=== Zu erledigen ===
a: Bis zu welcher Kapazitätsgrenze sollte die strategische Ölreserve der USA laut dem Artikel über den Ölpreis und den Irak aufgefüllt werden?
b: Gib den Abschnitt des Artikels über den Ölpreis und den Irak wortgetreu wieder, beginnend mit „US-Strategen wollen an“ und endend mit „Economic Survey fest.“, beide eingeschlossen.

=== Textauszug ===
US-Strategen wollen an die Ölfelder des Irak. Der Westen soll sich von den Saudis unabhängig machen
von Jürgen Krönig
Die Weltwirtschaft geht in die Knie, doch der Ölpreis steigt weiter. Dabei ist Öl schon seit einiger Zeit recht teuer: An der amerikanischen Nymex-Futures-Börse notierte ein Fass der Sorte Brent zwischenzeitlich bei fast 29 Dollar. Während der konjunkturelle Abschwung die Nachfrage dämpft, wächst das Angebot. Die Opec dreht die Hähne auf und verstößt gegen die eigenen Förderquoten. Pro Tag produzieren die Mitglieder zusätzlich 1,8 Millionen Fass. Vor allem Irak und Iran haben die Produktion in den vergangenen Monaten und Wochen hochgefahren, stellt der Middle East Economic Survey fest.
Der Irak ist gleichzeitig auch der Grund für die erhöhte Nachfrage. Niemand weiß, ob und wann es zum Krieg am Golf kommen wird. Zwar hoffen viele europäische Regierungen, ein Waffengang möge sich verhindern lassen. Dessen ungeachtet stocken alle Industrienationen ihre Ölreserven auf, vor allem die USA. Unaufhörlich pumpen sie seit Wochen Tankerladungen in riesige Höhlen in Texas und Louisiana, in denen die strategische Reserve des Landes lagert. Nach dem Ende des Afghanistankrieges hatte George Bush angeordnet, sie bis zur Kapazitätsgrenze von 700 Millionen Fass aufzufüllen. Weil der Westen Öl hamstert, "bleibt der Preis stabil, mit Tendenz nach oben", sagt Adam Sieminski von der Deutschen Bank in London.

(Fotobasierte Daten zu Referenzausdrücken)
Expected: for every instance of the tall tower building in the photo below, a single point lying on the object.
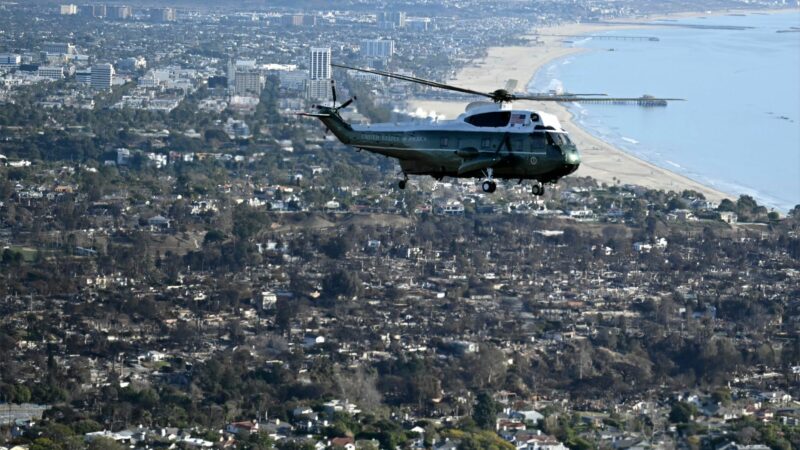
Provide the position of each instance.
(68, 10)
(319, 79)
(248, 82)
(320, 63)
(377, 48)
(102, 76)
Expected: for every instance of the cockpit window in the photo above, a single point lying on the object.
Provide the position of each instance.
(558, 139)
(538, 140)
(492, 119)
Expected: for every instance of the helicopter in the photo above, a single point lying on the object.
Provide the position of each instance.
(490, 140)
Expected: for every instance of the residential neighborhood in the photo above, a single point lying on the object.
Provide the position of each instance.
(186, 263)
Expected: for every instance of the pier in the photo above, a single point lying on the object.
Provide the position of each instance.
(683, 25)
(605, 37)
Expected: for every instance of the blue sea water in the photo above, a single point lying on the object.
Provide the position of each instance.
(738, 132)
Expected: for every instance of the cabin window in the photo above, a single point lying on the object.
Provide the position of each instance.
(492, 119)
(559, 138)
(538, 140)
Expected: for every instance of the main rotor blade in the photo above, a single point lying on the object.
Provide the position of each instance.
(416, 80)
(596, 99)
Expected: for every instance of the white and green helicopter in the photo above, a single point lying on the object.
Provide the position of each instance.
(489, 140)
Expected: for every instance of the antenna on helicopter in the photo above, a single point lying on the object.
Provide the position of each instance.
(333, 97)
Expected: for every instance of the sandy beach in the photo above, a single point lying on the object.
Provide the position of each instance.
(600, 159)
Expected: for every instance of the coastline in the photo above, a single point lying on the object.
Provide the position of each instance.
(601, 160)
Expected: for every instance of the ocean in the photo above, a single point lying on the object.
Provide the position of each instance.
(738, 131)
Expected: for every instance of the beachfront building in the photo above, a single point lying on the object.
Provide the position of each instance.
(377, 48)
(319, 83)
(102, 76)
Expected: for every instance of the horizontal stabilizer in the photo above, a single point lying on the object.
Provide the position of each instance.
(479, 163)
(313, 115)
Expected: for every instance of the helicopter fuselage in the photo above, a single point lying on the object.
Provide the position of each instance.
(486, 141)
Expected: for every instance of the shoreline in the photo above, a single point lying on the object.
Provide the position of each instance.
(601, 160)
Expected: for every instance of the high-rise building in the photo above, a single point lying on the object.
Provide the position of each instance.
(59, 48)
(163, 14)
(51, 72)
(84, 76)
(119, 12)
(98, 10)
(395, 19)
(319, 76)
(298, 20)
(377, 48)
(102, 76)
(248, 82)
(69, 10)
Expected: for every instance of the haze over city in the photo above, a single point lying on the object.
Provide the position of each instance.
(213, 235)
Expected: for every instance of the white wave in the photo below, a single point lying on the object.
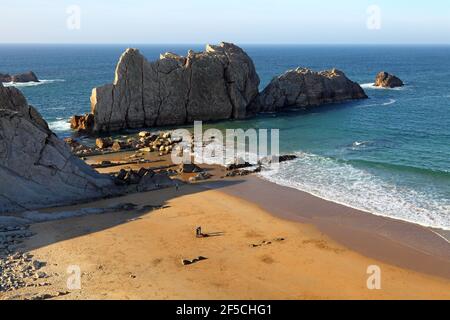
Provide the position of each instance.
(359, 143)
(353, 187)
(31, 84)
(60, 125)
(391, 101)
(373, 87)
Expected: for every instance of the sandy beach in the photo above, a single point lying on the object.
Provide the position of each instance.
(264, 242)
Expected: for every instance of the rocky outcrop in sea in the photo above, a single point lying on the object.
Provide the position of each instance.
(19, 78)
(217, 84)
(303, 88)
(386, 80)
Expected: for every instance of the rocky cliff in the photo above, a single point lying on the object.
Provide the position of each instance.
(303, 88)
(19, 78)
(36, 168)
(217, 84)
(386, 80)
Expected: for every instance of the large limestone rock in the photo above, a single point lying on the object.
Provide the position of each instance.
(217, 84)
(19, 78)
(386, 80)
(36, 168)
(12, 99)
(303, 88)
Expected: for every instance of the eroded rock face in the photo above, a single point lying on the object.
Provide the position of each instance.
(36, 168)
(217, 84)
(386, 80)
(12, 99)
(19, 78)
(303, 88)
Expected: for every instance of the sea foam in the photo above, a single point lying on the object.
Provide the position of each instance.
(345, 184)
(31, 84)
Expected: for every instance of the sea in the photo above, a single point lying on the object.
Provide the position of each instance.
(388, 155)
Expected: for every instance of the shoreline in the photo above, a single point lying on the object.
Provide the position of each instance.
(421, 248)
(266, 242)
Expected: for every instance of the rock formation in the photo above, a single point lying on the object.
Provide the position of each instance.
(217, 84)
(13, 99)
(386, 80)
(303, 88)
(19, 78)
(36, 168)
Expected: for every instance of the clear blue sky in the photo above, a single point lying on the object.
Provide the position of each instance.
(211, 21)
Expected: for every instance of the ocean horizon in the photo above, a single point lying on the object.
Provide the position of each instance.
(387, 155)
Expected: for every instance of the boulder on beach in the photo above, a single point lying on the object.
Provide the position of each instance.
(19, 78)
(303, 88)
(386, 80)
(217, 84)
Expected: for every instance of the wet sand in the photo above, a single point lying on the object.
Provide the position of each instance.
(265, 242)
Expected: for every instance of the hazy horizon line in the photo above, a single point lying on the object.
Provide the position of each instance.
(239, 43)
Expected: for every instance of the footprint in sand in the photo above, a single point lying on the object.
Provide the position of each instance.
(267, 243)
(189, 262)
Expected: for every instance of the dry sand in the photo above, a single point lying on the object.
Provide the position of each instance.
(265, 243)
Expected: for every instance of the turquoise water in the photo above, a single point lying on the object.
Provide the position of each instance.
(387, 155)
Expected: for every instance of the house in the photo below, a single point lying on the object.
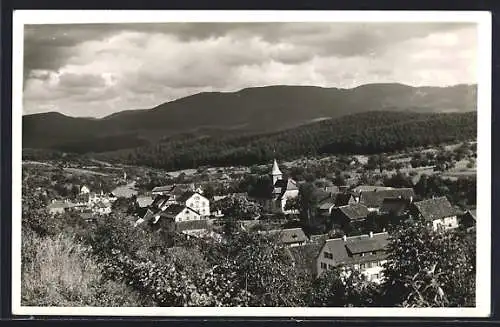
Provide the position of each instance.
(163, 190)
(365, 253)
(395, 206)
(84, 190)
(349, 214)
(144, 201)
(178, 212)
(195, 201)
(373, 199)
(437, 211)
(283, 190)
(101, 208)
(326, 205)
(57, 207)
(289, 237)
(468, 219)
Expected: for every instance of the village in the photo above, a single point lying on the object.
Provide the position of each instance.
(322, 223)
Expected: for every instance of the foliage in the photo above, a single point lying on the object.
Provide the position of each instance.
(427, 268)
(366, 133)
(334, 289)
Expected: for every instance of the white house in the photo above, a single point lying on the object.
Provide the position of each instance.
(195, 201)
(84, 190)
(178, 213)
(364, 253)
(283, 191)
(438, 211)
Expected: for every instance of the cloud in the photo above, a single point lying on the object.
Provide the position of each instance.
(95, 70)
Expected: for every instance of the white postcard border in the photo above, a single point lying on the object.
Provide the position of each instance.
(483, 276)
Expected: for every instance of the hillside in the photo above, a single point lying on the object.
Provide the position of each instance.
(249, 111)
(363, 133)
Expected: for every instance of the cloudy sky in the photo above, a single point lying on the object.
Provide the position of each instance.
(95, 70)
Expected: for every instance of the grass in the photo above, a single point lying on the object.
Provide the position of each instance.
(57, 271)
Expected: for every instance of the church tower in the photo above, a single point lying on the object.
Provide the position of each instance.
(276, 172)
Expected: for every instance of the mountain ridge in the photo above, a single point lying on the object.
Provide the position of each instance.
(247, 111)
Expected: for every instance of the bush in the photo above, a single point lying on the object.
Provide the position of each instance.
(61, 272)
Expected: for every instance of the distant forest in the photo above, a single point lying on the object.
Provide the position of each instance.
(364, 133)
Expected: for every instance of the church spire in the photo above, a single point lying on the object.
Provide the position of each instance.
(276, 172)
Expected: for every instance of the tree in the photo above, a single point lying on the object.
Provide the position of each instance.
(307, 202)
(426, 268)
(334, 289)
(238, 207)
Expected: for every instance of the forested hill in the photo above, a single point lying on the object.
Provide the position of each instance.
(365, 133)
(249, 111)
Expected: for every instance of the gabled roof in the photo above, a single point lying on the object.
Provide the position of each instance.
(369, 188)
(291, 235)
(342, 199)
(165, 188)
(175, 209)
(327, 204)
(187, 195)
(341, 250)
(354, 211)
(437, 208)
(374, 199)
(275, 170)
(191, 225)
(394, 205)
(283, 185)
(144, 201)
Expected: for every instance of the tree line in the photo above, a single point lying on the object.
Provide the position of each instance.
(366, 133)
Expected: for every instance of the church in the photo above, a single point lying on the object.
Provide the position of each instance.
(283, 190)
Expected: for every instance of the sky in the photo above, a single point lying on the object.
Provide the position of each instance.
(94, 70)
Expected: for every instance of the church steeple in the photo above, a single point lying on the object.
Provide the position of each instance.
(276, 172)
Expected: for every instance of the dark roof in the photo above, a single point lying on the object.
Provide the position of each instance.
(369, 188)
(191, 225)
(354, 211)
(327, 204)
(364, 245)
(304, 256)
(165, 188)
(186, 195)
(174, 209)
(318, 238)
(342, 199)
(159, 201)
(374, 199)
(144, 200)
(340, 249)
(394, 205)
(291, 235)
(437, 208)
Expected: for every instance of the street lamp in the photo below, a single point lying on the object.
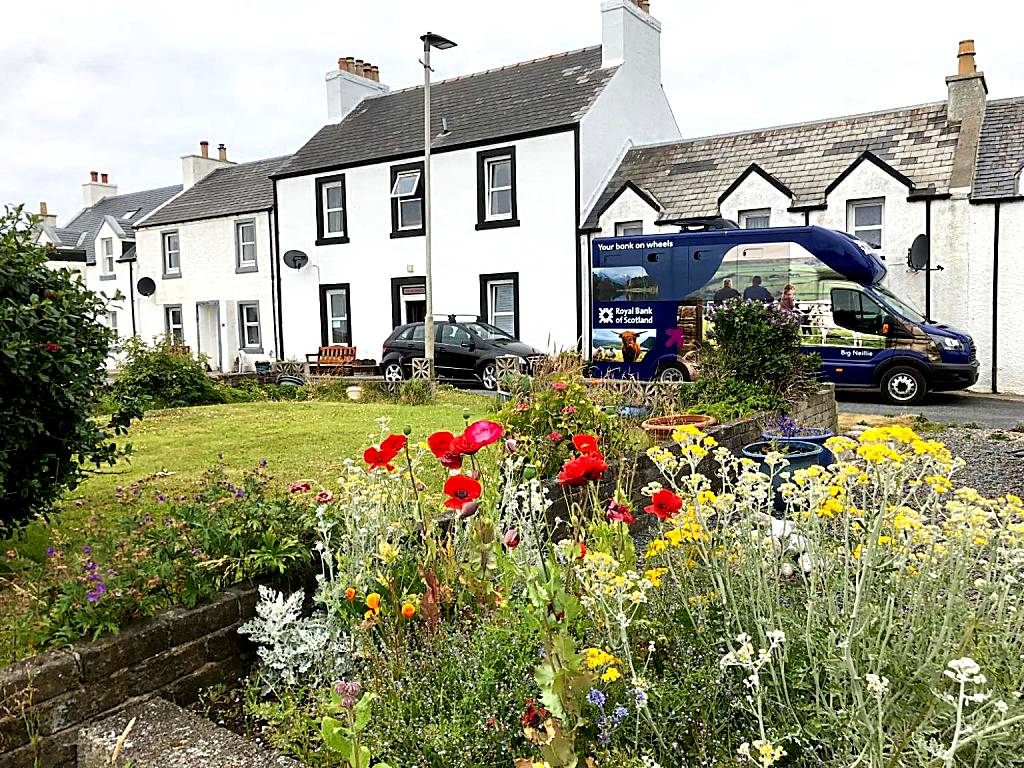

=== Antworten je Aufgabe ===
a: Bis zur Kapazitätsgrenze von 700 Millionen Fass.

b:
US-Strategen wollen an die Ölfelder des Irak. Der Westen soll sich von den Saudis unabhängig machen
von Jürgen Krönig
Die Weltwirtschaft geht in die Knie, doch der Ölpreis steigt weiter. Dabei ist Öl schon seit einiger Zeit recht teuer: An der amerikanischen Nymex-Futures-Börse notierte ein Fass der Sorte Brent zwischenzeitlich bei fast 29 Dollar. Während der konjunkturelle Abschwung die Nachfrage dämpft, wächst das Angebot. Die Opec dreht die Hähne auf und verstößt gegen die eigenen Förderquoten. Pro Tag produzieren die Mitglieder zusätzlich 1,8 Millionen Fass. Vor allem Irak und Iran haben die Produktion in den vergangenen Monaten und Wochen hochgefahren, stellt der Middle East Economic Survey fest.